- **Do this**: Reproduce all of the data exactly.

=== Entries provided ===

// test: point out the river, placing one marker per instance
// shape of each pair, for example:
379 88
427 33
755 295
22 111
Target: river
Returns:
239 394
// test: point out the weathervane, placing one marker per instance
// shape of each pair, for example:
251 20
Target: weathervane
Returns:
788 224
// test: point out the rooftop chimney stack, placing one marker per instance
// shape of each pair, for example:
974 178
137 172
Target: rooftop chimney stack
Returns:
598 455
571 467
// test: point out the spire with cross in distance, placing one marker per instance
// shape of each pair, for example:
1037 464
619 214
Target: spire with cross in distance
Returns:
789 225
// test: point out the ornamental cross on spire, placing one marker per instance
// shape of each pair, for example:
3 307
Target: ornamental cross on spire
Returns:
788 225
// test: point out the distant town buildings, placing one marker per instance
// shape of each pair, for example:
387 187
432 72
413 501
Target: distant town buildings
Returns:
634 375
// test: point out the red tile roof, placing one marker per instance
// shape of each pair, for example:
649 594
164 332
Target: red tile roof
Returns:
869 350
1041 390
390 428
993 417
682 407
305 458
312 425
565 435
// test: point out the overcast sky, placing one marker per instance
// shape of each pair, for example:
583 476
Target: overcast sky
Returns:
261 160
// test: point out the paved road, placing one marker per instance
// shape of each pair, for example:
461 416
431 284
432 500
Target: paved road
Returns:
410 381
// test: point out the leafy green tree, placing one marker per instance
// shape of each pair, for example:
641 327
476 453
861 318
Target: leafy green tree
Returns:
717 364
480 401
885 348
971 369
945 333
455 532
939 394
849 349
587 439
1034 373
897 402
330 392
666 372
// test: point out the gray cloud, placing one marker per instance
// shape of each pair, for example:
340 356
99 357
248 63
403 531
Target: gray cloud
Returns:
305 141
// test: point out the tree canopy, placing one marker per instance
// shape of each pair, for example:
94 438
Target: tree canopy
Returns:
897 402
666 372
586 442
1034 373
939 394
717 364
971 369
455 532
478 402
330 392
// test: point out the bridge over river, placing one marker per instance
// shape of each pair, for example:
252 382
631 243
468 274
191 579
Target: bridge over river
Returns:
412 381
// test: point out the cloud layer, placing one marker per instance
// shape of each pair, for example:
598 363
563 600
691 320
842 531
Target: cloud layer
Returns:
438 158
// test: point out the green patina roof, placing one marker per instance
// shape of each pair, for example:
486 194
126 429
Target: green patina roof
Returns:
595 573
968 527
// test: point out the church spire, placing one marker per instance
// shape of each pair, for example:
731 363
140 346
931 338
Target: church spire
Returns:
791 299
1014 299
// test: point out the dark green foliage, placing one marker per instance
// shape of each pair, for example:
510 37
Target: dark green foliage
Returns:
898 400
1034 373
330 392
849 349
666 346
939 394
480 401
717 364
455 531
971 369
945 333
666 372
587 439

===

- **Task answer**:
// test: point out the river, placing one marker per instance
// shape of each pair, for example:
379 88
427 33
755 295
22 111
Target: river
Returns:
239 394
// test: point out the weathervane, placing one marker per instance
// shape of each pair, for example:
251 20
Target: weathervane
Returns:
788 224
// test: point out the rooftop chimney stack, placing one marker per instance
// shape of each pair, for example:
974 178
137 172
Target: rooftop chimney stack
Returns:
598 455
571 467
// test: point out the spire with cross in distance, placing one marker per instance
// shape of each pair, for example:
1037 464
619 214
Target: spire with cross in distance
Returns:
789 225
// test: point out the ornamental cross on spire, placing one marker per instance
// shape of each pair, for example:
3 307
Target: ornamental cross on spire
Returns:
788 225
// test: point out the distant town buildings, placing one marker per instance
// shape of each pair, for example:
387 187
432 72
413 501
Target: distant town buildings
Returns:
634 375
// test: point out the red tile roof, placing one marker per instance
// shape of each pair, for example:
649 594
164 332
Target: red tile roof
Returns:
869 350
1041 390
390 428
993 417
682 407
305 458
312 425
565 435
// test: point out the overcast sky, placing one marker per instance
// shape of each pair, for example:
583 476
Target: overcast sky
Returns:
261 160
// test: point out the paved road, placing one marker per instance
// shape of each pair, for example:
461 416
431 284
432 500
Target: paved road
Returns:
410 381
// test: point out the leafy green tree, placing one marker per instance
// shape of each pair, for example:
641 327
476 453
861 318
Target: leafy green tree
Returns:
717 364
480 401
885 348
971 369
945 333
455 532
939 394
849 349
587 439
1034 373
897 402
330 392
666 372
// test: point out the gray cloud, placing one marker per instance
// shape of each pair, for example:
340 356
99 357
248 63
403 531
Target: gray cloud
Returns:
305 141
// test: point out the tree canopy, placing one marker per instance
// shape of each pair, for example:
94 438
Target: tree canopy
Returns:
897 402
666 372
586 442
1034 373
939 394
717 364
971 369
455 532
478 402
330 392
// test: point out the bridge over river, placing one marker per instance
// shape of each pair, for example:
252 382
631 243
468 274
191 579
Target: bridge over river
Returns:
412 381
// test: point out the cloud layer, placing one marker per instance
// shape of each pair, for example:
598 363
563 600
691 320
842 531
Target: cloud layer
Returns:
438 158
// test: point out the green patina roof, placing one marker per instance
// shape of each pair, for example:
486 194
126 429
Target: green patina roof
Returns:
595 573
968 527
// test: point out the church spire, placing one marker per instance
// shape of each pair, for example:
731 363
140 346
931 338
Target: church spire
Returns:
791 299
1014 299
// test: point out the dark green foliage, placing one marker per instance
// shape of each pair, for example:
510 37
Target: dark green foliage
Returns:
898 400
1034 373
330 392
849 349
666 346
939 394
480 401
717 364
455 531
971 369
945 333
666 372
587 439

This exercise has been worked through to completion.